Task to complete =
Copy the entries below without any change, starting at the line containing "Can you see the knuckle?" and ending at the line containing "(1147, 710)", with both of those lines included.

Pointing dataset excerpts =

----

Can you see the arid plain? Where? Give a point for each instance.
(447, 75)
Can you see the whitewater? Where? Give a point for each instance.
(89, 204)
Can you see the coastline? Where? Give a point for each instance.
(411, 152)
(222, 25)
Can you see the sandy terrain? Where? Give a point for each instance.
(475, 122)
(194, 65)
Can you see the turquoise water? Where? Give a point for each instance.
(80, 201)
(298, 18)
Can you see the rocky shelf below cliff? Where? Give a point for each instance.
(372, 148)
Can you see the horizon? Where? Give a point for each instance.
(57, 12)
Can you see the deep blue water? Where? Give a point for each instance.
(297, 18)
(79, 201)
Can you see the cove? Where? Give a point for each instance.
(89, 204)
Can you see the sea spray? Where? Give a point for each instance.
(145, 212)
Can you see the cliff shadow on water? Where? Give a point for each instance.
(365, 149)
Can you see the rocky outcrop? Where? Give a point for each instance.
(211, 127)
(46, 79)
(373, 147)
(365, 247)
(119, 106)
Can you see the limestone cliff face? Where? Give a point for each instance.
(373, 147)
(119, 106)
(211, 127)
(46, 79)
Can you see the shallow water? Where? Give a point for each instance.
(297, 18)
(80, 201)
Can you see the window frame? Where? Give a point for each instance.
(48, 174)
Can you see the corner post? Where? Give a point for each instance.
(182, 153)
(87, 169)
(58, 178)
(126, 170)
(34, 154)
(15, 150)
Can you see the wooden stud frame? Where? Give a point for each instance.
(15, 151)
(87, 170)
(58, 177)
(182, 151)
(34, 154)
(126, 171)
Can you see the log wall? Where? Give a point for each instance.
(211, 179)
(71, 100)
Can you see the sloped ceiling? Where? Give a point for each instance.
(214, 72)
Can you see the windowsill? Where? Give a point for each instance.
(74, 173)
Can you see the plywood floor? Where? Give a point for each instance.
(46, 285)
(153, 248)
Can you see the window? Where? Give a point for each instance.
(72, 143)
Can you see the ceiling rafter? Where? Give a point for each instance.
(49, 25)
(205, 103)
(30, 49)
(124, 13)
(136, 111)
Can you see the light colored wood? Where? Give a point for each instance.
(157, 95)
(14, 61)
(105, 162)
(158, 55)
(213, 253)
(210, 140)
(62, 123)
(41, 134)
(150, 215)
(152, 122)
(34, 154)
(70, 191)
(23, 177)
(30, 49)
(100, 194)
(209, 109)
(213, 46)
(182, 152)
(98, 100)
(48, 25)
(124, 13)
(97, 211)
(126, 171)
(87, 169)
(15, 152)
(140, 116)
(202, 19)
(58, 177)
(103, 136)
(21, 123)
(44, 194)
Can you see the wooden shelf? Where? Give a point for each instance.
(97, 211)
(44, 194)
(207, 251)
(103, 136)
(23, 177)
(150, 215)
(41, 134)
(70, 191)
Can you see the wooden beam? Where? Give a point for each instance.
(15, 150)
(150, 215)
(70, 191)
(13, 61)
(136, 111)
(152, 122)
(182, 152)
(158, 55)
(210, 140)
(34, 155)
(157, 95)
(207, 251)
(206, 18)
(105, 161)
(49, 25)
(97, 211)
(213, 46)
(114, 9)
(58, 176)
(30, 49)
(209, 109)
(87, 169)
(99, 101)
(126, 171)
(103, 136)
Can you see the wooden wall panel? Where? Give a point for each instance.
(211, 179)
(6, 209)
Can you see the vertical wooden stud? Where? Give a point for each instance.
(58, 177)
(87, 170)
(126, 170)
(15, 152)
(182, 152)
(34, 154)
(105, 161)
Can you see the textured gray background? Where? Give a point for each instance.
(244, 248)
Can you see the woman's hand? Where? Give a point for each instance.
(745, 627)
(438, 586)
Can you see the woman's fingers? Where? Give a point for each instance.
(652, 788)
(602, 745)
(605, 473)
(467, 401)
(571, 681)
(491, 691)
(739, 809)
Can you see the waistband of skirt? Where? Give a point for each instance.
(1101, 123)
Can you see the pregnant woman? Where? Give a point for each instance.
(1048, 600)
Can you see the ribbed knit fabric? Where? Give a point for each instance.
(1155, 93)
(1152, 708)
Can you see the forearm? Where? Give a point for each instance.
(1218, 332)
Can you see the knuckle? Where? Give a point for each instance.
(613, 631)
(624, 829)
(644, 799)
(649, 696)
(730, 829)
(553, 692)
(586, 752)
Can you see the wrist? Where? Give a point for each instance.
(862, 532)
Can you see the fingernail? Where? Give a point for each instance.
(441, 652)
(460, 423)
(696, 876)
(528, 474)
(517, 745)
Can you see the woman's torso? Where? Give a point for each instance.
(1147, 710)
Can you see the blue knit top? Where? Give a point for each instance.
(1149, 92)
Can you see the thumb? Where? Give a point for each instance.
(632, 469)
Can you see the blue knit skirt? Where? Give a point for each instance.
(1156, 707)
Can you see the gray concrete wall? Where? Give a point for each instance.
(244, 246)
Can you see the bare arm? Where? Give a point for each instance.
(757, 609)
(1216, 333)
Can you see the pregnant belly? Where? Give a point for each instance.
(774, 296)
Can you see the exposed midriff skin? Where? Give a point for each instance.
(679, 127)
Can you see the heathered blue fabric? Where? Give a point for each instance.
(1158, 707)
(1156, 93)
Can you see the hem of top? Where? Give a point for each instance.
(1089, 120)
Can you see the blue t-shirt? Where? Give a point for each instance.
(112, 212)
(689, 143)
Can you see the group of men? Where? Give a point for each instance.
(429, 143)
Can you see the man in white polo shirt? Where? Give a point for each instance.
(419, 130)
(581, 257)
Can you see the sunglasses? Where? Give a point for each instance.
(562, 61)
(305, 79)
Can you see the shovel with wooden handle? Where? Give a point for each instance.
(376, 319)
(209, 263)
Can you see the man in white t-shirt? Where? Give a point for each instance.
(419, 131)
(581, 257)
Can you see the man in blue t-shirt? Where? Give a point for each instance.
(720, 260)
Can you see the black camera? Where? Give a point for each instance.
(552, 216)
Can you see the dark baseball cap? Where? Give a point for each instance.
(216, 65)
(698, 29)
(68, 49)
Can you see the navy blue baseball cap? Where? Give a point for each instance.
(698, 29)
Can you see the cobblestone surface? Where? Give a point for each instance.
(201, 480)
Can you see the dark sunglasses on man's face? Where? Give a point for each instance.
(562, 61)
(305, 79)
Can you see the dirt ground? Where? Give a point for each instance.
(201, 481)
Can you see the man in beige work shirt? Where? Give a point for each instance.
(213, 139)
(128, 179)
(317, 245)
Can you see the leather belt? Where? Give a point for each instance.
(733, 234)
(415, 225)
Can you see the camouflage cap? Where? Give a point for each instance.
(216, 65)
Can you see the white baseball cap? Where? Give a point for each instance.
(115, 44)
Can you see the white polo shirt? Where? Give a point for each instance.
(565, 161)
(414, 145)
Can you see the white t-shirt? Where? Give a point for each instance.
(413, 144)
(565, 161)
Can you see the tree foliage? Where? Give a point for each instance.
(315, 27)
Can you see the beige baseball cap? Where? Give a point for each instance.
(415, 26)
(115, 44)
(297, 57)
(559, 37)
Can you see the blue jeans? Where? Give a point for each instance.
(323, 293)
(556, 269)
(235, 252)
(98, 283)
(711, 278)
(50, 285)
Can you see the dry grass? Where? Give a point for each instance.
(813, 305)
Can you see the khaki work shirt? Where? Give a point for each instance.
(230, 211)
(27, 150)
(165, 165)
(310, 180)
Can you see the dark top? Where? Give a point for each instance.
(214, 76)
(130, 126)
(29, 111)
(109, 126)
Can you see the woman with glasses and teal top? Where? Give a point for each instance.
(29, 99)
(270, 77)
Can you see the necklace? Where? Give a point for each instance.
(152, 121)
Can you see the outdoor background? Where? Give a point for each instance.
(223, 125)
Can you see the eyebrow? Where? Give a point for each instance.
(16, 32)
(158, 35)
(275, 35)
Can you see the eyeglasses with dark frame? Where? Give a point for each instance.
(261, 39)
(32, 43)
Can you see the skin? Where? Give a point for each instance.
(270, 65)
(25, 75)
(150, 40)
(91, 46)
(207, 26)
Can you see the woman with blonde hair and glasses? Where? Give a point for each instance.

----

Response to the exercise =
Can you see the knuckle? Where? Give a point for each instance.
(613, 631)
(624, 829)
(644, 799)
(649, 696)
(730, 829)
(553, 692)
(586, 752)
Can you see the wrist? Where? Give a point for each instance.
(862, 532)
Can you see the fingernail? Where? Give a point for each instance.
(441, 652)
(460, 423)
(696, 876)
(528, 474)
(517, 745)
Can you see the woman's torso? Where? Give a point for each instance.
(1147, 710)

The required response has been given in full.